### EXERCISE DESCRIPTION
With the images removed, write out every line below exactly.

### SUPPLIED RECORDS
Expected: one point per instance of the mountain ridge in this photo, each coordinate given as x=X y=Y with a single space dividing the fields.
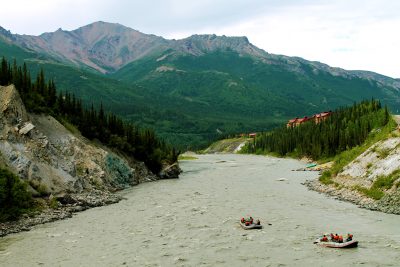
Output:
x=191 y=89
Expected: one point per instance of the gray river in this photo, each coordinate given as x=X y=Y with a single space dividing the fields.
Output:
x=193 y=221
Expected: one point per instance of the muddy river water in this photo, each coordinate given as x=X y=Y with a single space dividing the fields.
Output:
x=193 y=221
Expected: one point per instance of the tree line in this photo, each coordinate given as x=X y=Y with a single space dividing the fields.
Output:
x=347 y=127
x=41 y=96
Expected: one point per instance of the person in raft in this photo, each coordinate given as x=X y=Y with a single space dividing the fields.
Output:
x=249 y=221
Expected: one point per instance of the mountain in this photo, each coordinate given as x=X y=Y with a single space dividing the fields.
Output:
x=192 y=89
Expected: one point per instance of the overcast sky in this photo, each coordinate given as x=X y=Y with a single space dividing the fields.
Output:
x=352 y=34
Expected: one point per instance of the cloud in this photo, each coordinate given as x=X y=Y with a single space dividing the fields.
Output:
x=351 y=34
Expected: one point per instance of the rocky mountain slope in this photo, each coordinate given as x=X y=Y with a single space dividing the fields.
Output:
x=190 y=90
x=62 y=169
x=53 y=160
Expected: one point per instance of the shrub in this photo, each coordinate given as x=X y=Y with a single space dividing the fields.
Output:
x=14 y=197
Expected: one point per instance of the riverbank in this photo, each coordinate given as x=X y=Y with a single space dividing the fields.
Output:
x=68 y=204
x=388 y=204
x=194 y=221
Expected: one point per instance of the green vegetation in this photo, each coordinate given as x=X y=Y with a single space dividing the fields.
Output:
x=206 y=95
x=344 y=158
x=42 y=97
x=14 y=198
x=184 y=157
x=376 y=191
x=344 y=129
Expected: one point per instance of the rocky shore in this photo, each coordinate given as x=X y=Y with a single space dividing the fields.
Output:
x=68 y=204
x=390 y=203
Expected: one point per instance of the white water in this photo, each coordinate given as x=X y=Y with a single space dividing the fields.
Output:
x=193 y=221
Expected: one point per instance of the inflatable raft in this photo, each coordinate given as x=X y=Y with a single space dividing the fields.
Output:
x=330 y=244
x=250 y=226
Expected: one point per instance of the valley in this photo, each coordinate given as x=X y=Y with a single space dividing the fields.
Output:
x=193 y=221
x=191 y=91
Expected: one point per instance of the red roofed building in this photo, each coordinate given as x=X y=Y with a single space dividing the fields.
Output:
x=317 y=118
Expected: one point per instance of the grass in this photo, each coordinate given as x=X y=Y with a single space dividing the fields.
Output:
x=383 y=153
x=183 y=157
x=344 y=158
x=373 y=193
x=381 y=183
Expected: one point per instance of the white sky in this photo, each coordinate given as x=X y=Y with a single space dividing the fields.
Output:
x=352 y=34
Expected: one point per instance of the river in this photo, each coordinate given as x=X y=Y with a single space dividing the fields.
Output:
x=193 y=221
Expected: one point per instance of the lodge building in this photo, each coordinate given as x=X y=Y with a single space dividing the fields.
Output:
x=317 y=118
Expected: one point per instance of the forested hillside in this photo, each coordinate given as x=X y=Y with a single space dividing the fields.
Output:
x=344 y=129
x=41 y=96
x=193 y=90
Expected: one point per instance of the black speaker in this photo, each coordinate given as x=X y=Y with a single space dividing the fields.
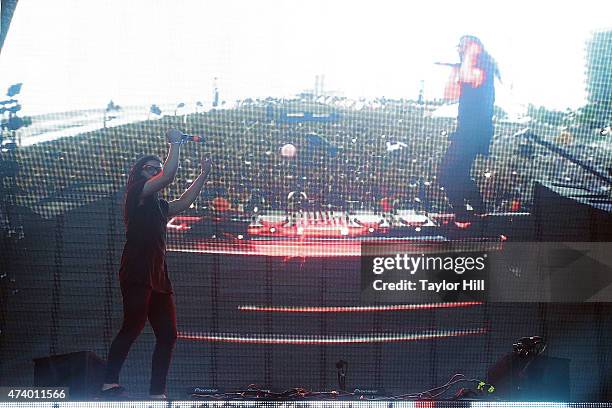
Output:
x=539 y=378
x=82 y=372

### ANSWER BOX
Expected: one point per instance of the mountain ridge in this photo, each coordinate given as x=X y=Y with a single space dividing the fields.
Output:
x=191 y=89
Expected: one point per instance of the gray river in this photo, each coordinate given as x=X y=Y with a single space dividing the fields.
Output:
x=193 y=221
Expected: one point per instance of the muddy river water in this photo, each coordinate given as x=X y=Y with a single space dividing the fields.
Output:
x=193 y=221
Expected: one point per instance of the tree line in this photo, each coordinate given as x=X y=Y with a single space dividing the fields.
Output:
x=347 y=127
x=41 y=96
Expected: one point per instance of the person in raft in this photo, each coordinate given as x=X y=Y with a single space dividing the fields.
Output:
x=249 y=221
Expected: one point per instance of the mountain in this photo, each coordinate given as x=X y=Y with a single space dividing the fields.
Output:
x=192 y=89
Expected: one point per instance of the overcast sky in this photo, each coordinate given as x=X y=Y with a single space dividing the fields.
Output:
x=352 y=34
Expected: one point per instance of the cloud in this photo, each coordinate given as x=X y=Y with a single space dividing the fields.
Output:
x=351 y=34
Expected: one point per instance of the rocky mountain slope in this photo, each coordinate given as x=X y=Y with a single space dividing the fields.
Output:
x=190 y=90
x=62 y=169
x=53 y=160
Expected: one point per instance of the shrub in this photo, each coordinate given as x=X y=Y with a single space dividing the fields.
Output:
x=14 y=197
Expected: one point per instance of the riverbank in this photo, each coordinate given as x=X y=Y with a single space dividing the fields.
Output:
x=68 y=204
x=388 y=204
x=194 y=221
Expected: one point per instance of the green vegetation in this photo, each coordinate given as x=X y=Y with a single space dividing the fields.
Output:
x=206 y=95
x=344 y=158
x=42 y=97
x=14 y=198
x=184 y=157
x=376 y=191
x=344 y=129
Expected: one point per instance of the rocky shore in this photo, each coordinate given as x=X y=Y with a single space dividing the fields.
Output:
x=68 y=204
x=390 y=203
Expected: one point per instance of the white water in this photo, each coordinate given as x=X y=Y with a single space dividing the fields.
Output:
x=193 y=221
Expected: one point per instance of the inflatable raft in this photo, each coordinate given as x=X y=Y with a single space dividing the fields.
Output:
x=330 y=244
x=250 y=226
Expected: one point per instance of the valley in this photo, each coordinate given as x=X y=Y with a single space dividing the fields.
Output:
x=193 y=221
x=191 y=91
Expected: one point per instance of the red roofed building in this photo, each coordinate given as x=X y=Y with a single space dividing the fields.
Output:
x=317 y=118
Expected: one point per instance of the grass in this photo, each coordinate given as x=X y=Y with a single space dividing the fields.
Output:
x=383 y=153
x=183 y=157
x=344 y=158
x=373 y=193
x=381 y=183
Expected: one point per instance of the white sky in this photo, each coordinate given as x=X y=Y with a single space dividing the fields.
Output:
x=352 y=34
Expected: one point per instance of the river in this photo, each coordinate given as x=X y=Y with a single space dividing the fields.
Output:
x=193 y=221
Expected: one point per instance of the lodge building in this photo, each coordinate given as x=X y=Y with a single space dividing the fields.
Output:
x=317 y=118
Expected: one point per instance of the forested hillside in this photo, each coordinate given as x=X y=Y with a single space dividing the fields.
Output:
x=344 y=129
x=41 y=96
x=193 y=90
Expected: one point per instance of the black speaker in this photo, each coordinate given as x=X y=Y with a single space dividing the fields.
Output:
x=539 y=378
x=82 y=372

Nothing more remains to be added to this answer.